[Rows from a dataset]
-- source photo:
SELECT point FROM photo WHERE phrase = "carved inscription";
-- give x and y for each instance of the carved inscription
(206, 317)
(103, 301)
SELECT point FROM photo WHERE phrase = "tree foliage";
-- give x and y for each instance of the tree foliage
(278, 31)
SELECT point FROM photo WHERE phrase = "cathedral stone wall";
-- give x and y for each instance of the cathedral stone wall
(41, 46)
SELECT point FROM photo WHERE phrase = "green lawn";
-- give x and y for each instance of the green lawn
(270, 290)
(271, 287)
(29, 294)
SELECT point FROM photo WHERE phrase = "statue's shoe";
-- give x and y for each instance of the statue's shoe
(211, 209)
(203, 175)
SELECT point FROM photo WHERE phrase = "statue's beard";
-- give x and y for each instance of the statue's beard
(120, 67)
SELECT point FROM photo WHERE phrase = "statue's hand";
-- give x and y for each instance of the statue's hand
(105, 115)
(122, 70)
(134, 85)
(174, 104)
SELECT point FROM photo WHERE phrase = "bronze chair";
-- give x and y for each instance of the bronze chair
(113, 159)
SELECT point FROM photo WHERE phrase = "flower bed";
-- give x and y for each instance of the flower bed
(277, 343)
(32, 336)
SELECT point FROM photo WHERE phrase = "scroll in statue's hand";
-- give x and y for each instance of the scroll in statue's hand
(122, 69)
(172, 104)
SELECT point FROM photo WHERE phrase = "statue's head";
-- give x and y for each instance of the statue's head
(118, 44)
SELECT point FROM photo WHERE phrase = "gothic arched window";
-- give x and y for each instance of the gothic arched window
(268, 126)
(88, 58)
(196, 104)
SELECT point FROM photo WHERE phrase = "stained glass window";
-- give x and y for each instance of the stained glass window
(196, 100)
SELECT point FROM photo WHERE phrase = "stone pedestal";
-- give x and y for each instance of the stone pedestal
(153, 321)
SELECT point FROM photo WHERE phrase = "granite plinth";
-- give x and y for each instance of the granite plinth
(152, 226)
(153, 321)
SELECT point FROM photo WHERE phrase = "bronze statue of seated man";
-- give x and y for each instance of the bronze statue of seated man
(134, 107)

◆ SHORT TASK ◆
Reproduce the material in full, with no word added or dropped.

◆ SOLVED EXERCISE ◆
-- source photo:
SELECT point FROM photo WHERE phrase = "carved inscription";
-- give x and y for each instance of the carved inscription
(206, 317)
(103, 301)
SELECT point FROM photo WHERE phrase = "tree foliage";
-- give x and y for each instance of the tree foliage
(278, 31)
SELECT point FROM photo WHERE phrase = "cathedral stone wall";
-- give x and y for each instance of the cathedral stone wall
(41, 46)
SELECT point FROM photo WHERE phrase = "green lawn";
-- give x and y for each instance of the green lawn
(270, 290)
(271, 287)
(29, 294)
SELECT point FROM photo WHERE phrase = "statue's shoe";
-- give x and y for each instance of the statue's shoe
(211, 209)
(203, 175)
SELECT point FROM photo WHERE phrase = "statue's beard";
-- give x and y for each instance of the statue's beard
(120, 67)
SELECT point FROM photo WHERE phrase = "statue's hand";
-- give x and y for each instance of the statue's hand
(105, 115)
(122, 70)
(134, 85)
(174, 104)
SELECT point FROM photo WHERE phrase = "bronze chair";
-- give x and y for each instance of the bronze chair
(113, 159)
SELECT point FROM photo WHERE phrase = "flower bed";
-- give x and y for each instance of the flower bed
(277, 343)
(32, 336)
SELECT point FROM photo WHERE phrase = "scroll in statue's hand";
-- give x and y for each instance of the scroll in statue's hand
(122, 69)
(172, 104)
SELECT point FROM photo WHERE phrase = "statue's head";
-- give x and y for each instance of the statue's head
(118, 44)
SELECT point FROM photo WHERE phrase = "gothic arched window";
-- give x and y for each instance of the gothic arched window
(268, 126)
(88, 58)
(196, 104)
SELECT point FROM photo WHERE phrase = "stained glass window";
-- give x and y for each instance of the stained glass window
(196, 100)
SELECT point FROM photo WHERE phrase = "stone pedestal";
-- give x and y for each instance of the stone pedestal
(153, 321)
SELECT point FROM photo WHERE phrase = "granite plinth";
-- give x and y for each instance of the granite plinth
(152, 226)
(153, 321)
SELECT point FROM photo WHERE phrase = "bronze statue of seated man";
-- give x and y for each instance of the bronze statue of seated man
(134, 107)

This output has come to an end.